REQUIRED TASK> Collect every line of the material below that contains the string "water", and copy each one in full. Match case exactly.

MATERIAL FOR THIS EXERCISE>
-----
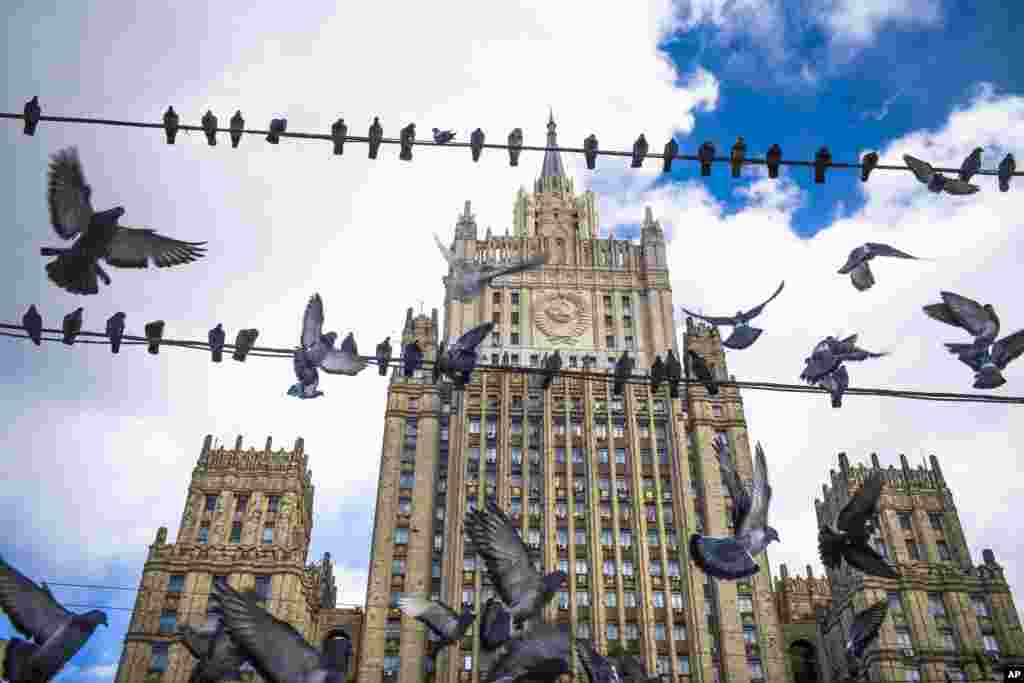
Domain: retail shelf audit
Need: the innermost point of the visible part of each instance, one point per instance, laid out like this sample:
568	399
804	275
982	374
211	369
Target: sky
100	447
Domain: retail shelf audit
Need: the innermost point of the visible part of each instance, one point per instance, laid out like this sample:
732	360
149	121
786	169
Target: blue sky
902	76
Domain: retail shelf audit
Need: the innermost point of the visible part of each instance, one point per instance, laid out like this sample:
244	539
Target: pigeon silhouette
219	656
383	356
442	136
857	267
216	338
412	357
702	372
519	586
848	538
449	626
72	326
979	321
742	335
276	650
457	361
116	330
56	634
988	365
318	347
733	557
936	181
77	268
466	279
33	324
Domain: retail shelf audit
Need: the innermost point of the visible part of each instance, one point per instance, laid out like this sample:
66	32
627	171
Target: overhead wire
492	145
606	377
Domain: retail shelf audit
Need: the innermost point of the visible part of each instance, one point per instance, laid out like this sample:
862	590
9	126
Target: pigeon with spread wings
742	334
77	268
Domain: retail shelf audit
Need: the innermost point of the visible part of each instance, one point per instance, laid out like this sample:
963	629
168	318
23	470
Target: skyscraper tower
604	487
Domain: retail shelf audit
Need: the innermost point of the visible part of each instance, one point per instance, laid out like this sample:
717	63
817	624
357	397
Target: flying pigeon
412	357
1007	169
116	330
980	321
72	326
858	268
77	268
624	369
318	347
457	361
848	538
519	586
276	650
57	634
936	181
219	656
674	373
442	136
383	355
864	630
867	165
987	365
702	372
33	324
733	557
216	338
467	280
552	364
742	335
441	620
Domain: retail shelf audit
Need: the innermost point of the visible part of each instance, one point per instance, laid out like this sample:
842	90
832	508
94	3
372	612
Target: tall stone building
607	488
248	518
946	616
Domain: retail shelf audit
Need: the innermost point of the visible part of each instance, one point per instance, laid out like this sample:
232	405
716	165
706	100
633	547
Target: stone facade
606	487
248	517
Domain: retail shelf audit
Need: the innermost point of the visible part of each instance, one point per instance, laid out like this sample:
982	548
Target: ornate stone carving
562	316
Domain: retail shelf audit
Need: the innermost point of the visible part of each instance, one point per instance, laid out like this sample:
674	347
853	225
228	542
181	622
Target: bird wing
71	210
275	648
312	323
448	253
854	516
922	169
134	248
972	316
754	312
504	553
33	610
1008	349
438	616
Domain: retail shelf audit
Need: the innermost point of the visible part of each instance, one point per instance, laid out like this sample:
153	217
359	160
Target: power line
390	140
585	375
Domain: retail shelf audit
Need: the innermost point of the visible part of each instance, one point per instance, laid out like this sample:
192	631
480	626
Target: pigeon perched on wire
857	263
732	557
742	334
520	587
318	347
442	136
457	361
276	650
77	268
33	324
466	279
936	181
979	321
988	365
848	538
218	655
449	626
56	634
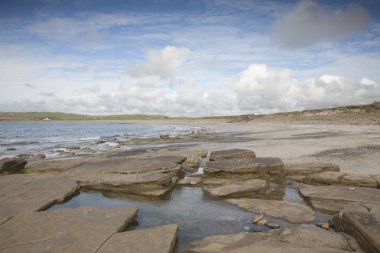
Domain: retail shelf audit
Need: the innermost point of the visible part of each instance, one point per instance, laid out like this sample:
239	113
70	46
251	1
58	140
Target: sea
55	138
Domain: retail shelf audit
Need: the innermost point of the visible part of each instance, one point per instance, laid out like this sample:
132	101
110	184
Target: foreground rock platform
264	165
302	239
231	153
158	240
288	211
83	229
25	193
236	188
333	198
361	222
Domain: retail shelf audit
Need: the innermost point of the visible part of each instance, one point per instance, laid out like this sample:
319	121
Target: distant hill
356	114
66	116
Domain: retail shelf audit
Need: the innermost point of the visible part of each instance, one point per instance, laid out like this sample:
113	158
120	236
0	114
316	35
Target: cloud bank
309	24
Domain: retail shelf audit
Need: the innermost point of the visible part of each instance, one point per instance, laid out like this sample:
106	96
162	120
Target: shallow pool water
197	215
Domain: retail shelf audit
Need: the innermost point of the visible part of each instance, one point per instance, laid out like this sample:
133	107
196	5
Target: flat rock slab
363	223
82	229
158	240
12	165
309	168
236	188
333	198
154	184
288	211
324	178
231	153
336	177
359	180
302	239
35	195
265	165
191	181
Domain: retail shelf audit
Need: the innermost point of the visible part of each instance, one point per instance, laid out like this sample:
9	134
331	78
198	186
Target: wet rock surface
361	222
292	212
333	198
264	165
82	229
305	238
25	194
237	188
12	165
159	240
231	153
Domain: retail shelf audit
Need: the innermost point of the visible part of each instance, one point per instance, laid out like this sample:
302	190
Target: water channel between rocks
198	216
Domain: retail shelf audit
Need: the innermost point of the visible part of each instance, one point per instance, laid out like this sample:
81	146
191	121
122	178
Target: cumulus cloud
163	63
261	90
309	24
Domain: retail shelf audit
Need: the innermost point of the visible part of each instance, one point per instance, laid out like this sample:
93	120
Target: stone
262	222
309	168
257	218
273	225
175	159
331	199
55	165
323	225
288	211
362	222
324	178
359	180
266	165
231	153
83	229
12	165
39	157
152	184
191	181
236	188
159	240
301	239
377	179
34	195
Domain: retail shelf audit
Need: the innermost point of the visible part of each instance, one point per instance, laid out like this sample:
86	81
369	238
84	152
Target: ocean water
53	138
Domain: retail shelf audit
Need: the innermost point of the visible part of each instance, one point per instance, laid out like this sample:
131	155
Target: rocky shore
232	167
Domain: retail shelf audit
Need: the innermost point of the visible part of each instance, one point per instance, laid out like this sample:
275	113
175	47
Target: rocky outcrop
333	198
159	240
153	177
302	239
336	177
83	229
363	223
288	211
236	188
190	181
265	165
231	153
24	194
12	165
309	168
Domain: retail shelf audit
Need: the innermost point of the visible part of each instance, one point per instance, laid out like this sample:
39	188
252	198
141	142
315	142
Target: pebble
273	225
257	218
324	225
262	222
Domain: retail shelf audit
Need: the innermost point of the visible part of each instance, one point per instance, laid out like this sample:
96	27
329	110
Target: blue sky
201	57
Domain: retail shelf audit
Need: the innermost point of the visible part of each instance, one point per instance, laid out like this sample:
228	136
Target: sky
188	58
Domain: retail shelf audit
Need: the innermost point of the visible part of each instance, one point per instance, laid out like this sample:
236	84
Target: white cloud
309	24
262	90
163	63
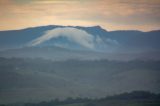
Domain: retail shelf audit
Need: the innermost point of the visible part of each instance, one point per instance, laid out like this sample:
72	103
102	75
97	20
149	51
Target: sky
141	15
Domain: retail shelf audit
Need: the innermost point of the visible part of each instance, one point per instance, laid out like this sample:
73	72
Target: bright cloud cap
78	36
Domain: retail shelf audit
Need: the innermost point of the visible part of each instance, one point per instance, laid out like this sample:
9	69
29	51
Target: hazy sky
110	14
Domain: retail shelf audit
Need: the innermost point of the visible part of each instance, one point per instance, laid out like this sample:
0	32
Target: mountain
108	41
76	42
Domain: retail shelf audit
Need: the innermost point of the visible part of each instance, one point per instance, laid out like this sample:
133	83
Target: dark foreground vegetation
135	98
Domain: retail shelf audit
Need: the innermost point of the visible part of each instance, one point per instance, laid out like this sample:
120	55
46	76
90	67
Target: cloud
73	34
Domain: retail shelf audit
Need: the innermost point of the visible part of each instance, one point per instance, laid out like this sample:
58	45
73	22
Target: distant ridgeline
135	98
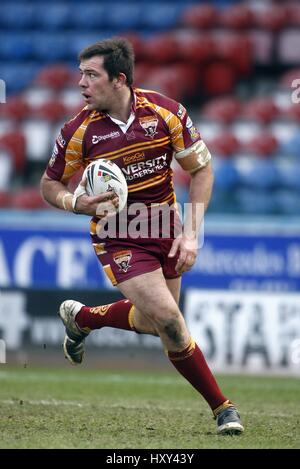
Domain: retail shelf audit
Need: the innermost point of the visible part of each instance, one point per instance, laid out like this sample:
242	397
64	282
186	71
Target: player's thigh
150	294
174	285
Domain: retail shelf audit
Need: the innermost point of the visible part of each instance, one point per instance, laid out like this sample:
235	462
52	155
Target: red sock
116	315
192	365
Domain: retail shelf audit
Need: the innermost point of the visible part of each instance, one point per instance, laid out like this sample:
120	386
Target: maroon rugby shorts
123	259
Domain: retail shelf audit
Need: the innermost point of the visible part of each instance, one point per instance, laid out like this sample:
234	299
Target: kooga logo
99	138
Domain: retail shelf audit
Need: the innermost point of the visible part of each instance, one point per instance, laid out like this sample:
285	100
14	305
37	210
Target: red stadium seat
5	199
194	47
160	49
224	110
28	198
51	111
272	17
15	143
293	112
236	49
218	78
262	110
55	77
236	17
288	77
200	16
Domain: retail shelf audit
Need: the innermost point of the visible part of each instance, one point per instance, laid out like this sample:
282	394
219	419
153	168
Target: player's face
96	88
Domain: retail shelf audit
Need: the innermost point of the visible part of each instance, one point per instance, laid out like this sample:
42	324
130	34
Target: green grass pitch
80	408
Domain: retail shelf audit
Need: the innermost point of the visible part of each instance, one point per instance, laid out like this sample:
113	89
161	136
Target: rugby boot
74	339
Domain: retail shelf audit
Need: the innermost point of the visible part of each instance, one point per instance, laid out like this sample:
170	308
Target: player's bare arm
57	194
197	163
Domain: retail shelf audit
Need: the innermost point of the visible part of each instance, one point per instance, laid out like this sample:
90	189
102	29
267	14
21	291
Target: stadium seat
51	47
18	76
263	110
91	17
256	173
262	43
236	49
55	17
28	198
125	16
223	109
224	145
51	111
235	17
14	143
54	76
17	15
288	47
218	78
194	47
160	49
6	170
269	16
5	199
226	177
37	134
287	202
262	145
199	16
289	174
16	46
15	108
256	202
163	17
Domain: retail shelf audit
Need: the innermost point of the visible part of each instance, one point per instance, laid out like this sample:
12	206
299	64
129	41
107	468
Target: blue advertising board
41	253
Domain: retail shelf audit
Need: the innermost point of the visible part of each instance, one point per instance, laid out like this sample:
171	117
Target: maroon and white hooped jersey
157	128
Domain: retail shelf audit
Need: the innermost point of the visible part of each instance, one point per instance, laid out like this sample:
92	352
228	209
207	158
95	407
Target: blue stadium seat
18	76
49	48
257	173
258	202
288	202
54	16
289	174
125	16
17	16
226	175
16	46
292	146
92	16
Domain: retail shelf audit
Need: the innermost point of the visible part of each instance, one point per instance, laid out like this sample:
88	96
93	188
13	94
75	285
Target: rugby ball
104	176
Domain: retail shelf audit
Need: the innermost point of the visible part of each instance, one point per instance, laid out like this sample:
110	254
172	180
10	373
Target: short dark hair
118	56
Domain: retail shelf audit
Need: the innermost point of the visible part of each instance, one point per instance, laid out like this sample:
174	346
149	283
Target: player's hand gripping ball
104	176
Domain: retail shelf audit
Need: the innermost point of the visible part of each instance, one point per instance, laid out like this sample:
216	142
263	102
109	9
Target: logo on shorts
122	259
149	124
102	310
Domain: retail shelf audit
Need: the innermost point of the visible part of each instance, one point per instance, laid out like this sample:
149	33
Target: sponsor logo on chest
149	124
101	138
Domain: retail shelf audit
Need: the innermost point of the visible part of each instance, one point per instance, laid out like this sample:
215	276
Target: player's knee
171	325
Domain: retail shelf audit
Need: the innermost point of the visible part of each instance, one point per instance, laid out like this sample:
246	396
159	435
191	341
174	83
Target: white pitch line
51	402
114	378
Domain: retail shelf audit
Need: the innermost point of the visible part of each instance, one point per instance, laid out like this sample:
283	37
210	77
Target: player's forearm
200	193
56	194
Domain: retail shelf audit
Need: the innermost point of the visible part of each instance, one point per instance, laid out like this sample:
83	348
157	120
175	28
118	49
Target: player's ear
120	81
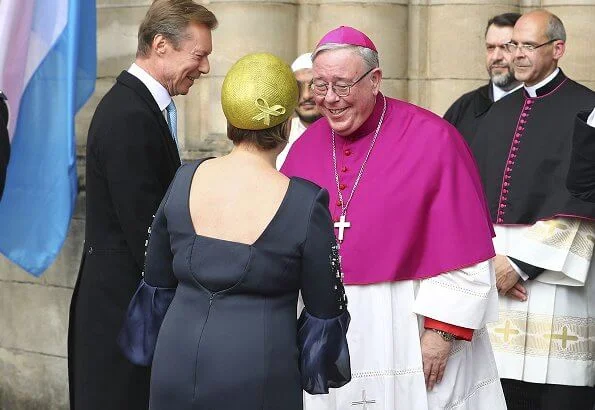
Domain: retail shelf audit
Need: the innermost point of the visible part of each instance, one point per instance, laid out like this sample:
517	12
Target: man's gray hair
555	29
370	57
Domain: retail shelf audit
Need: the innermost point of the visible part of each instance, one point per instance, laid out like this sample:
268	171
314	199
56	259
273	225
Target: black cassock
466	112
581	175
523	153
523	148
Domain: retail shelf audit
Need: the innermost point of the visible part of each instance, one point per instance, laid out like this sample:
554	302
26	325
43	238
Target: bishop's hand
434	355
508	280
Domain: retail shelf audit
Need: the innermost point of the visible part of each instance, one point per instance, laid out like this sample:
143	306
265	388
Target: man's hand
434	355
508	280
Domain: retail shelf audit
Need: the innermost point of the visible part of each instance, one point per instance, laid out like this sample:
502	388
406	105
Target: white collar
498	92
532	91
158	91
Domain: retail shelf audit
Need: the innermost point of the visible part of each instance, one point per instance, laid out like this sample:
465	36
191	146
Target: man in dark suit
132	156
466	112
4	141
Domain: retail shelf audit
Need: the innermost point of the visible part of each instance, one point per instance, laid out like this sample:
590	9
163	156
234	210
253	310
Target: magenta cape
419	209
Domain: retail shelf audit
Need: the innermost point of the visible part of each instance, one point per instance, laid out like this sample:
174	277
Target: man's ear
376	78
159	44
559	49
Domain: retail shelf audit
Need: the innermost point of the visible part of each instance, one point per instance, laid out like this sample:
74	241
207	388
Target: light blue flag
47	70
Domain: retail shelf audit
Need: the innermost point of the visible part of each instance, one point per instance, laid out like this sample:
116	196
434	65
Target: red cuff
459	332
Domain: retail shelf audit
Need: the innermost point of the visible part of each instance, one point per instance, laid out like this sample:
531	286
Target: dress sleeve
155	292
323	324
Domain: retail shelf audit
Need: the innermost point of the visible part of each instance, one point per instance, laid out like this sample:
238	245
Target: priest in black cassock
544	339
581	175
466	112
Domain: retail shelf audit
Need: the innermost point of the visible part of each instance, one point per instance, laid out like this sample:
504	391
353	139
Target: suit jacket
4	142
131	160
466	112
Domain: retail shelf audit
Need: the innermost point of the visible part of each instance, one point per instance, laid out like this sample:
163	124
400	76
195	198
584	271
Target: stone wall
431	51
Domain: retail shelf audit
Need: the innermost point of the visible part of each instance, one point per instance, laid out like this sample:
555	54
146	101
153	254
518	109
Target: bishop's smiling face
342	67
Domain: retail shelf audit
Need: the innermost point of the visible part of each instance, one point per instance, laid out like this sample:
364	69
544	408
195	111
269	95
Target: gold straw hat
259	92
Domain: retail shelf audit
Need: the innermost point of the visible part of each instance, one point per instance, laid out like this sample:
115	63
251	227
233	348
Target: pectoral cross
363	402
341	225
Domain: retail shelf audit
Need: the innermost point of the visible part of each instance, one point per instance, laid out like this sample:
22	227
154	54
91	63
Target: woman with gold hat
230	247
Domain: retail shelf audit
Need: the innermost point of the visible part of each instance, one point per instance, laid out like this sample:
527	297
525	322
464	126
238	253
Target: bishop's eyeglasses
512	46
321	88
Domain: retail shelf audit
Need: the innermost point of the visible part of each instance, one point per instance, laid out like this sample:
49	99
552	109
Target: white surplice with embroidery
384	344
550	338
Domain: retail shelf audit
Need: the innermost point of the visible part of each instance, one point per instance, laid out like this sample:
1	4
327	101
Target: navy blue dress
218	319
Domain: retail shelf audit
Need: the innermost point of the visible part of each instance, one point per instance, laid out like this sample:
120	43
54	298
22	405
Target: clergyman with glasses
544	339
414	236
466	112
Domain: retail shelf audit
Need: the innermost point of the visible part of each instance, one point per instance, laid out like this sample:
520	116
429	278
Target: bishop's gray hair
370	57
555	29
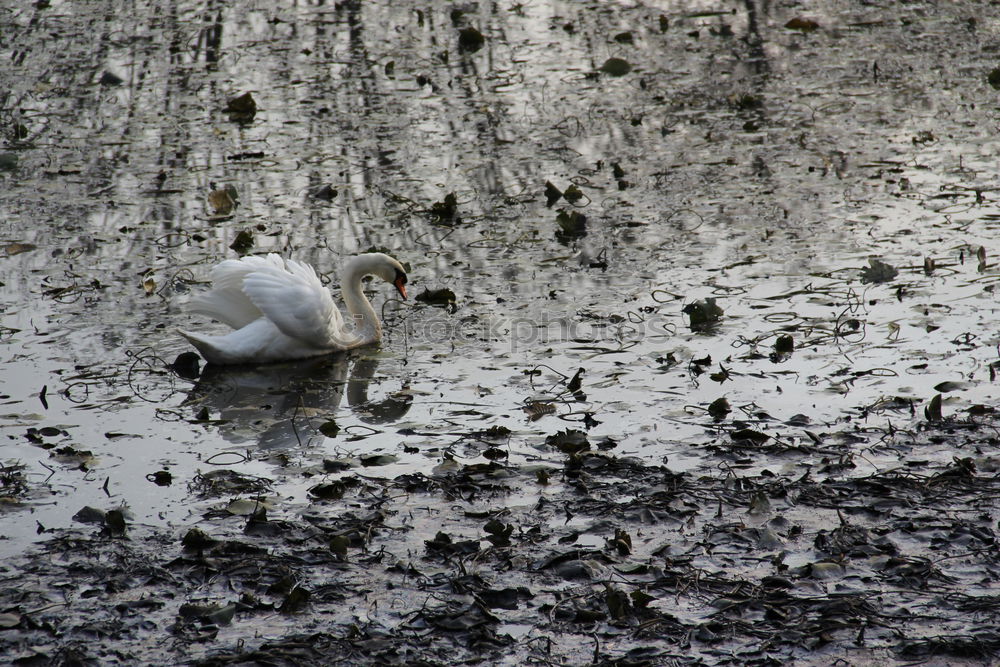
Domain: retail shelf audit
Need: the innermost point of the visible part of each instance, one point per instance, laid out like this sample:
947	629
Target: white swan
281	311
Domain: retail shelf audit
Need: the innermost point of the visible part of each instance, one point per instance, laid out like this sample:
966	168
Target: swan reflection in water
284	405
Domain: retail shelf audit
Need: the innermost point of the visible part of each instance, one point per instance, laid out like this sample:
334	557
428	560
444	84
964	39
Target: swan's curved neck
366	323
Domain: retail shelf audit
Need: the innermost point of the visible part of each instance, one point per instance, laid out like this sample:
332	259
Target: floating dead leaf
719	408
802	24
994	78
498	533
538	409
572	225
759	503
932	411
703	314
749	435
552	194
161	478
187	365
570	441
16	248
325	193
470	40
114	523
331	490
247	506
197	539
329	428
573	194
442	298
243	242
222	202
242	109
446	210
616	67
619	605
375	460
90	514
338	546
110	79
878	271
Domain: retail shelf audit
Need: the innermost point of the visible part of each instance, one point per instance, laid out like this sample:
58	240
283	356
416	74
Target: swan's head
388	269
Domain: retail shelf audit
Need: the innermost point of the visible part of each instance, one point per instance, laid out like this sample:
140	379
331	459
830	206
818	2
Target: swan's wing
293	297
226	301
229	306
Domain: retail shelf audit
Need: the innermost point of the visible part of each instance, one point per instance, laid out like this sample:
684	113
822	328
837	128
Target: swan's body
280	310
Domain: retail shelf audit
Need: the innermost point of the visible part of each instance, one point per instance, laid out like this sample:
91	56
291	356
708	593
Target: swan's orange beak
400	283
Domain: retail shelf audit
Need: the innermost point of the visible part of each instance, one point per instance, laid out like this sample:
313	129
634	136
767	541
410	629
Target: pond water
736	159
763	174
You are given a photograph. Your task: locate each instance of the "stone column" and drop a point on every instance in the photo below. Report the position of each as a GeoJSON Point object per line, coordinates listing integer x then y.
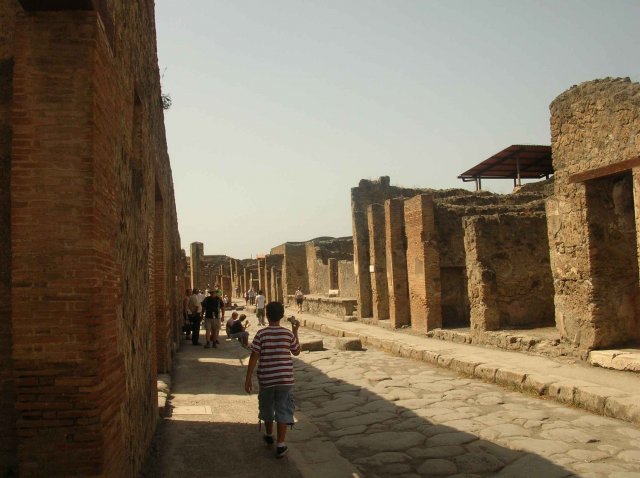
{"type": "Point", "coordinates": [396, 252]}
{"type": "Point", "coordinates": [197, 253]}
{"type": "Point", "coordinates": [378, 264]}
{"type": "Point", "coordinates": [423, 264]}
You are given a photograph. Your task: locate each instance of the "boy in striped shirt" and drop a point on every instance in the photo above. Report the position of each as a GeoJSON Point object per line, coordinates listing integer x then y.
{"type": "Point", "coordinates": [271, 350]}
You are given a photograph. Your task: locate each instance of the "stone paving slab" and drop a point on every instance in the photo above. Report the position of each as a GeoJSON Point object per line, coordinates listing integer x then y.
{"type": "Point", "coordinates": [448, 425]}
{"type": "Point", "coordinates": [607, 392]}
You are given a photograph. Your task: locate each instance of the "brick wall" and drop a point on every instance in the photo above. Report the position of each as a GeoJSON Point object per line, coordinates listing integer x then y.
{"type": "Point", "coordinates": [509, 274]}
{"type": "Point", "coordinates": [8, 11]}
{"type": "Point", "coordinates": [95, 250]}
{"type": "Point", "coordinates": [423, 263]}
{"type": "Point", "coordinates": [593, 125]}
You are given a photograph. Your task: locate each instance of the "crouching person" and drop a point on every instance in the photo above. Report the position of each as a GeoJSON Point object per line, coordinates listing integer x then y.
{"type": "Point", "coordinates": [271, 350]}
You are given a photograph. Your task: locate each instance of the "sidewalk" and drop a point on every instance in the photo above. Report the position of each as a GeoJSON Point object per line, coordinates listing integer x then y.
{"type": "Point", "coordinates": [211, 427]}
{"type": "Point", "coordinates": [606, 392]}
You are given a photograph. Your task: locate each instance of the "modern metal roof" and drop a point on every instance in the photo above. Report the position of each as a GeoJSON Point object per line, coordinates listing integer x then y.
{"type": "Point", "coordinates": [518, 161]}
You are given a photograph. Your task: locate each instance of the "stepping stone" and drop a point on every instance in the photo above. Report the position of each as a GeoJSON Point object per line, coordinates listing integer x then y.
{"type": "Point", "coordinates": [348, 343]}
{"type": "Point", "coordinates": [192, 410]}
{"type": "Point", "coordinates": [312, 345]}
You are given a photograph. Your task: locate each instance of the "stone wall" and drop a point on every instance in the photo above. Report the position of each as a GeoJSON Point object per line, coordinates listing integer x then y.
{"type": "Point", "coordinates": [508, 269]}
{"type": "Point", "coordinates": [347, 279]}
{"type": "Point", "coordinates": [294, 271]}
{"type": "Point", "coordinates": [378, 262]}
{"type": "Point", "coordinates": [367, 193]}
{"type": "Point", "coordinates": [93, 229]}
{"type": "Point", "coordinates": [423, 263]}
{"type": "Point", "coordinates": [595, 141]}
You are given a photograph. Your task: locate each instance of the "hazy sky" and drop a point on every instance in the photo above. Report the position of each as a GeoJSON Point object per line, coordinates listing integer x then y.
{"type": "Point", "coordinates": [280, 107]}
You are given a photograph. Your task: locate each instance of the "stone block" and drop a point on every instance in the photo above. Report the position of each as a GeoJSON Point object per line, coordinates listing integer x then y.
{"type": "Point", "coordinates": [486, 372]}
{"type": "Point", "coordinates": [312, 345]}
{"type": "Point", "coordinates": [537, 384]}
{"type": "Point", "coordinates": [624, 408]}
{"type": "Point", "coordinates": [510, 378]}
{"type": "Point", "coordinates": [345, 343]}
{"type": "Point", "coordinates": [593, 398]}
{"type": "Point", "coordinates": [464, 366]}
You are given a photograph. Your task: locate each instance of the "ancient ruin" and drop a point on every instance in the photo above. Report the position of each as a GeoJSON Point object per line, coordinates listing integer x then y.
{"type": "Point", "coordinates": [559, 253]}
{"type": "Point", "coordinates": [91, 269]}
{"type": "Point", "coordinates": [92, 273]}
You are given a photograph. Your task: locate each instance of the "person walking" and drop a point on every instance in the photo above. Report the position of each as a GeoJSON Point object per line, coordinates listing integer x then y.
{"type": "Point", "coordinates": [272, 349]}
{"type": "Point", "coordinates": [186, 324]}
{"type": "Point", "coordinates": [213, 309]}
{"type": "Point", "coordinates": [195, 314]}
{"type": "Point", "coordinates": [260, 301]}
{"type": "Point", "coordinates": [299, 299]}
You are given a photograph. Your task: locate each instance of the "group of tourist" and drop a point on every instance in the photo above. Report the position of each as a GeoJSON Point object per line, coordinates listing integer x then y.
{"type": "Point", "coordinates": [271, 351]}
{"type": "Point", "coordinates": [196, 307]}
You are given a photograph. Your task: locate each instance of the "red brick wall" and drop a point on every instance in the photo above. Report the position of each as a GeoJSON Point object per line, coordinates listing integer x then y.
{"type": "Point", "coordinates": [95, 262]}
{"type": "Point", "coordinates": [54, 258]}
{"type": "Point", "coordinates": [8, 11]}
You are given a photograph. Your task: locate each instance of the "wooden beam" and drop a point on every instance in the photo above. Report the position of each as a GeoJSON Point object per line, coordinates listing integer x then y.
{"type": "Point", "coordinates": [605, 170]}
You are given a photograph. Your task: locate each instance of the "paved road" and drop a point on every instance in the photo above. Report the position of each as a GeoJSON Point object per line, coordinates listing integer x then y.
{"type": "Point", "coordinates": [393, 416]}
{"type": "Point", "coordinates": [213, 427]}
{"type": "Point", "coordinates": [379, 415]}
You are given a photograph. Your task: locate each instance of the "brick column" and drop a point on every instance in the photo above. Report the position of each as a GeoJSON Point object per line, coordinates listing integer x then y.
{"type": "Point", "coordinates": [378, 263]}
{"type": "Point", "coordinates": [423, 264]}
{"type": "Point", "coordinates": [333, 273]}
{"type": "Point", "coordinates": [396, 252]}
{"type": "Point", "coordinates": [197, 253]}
-----
FULL SOLUTION>
Target: shallow pool water
Target: water channel between rocks
Target: ocean water
Target: swan reflection in water
Target: pond water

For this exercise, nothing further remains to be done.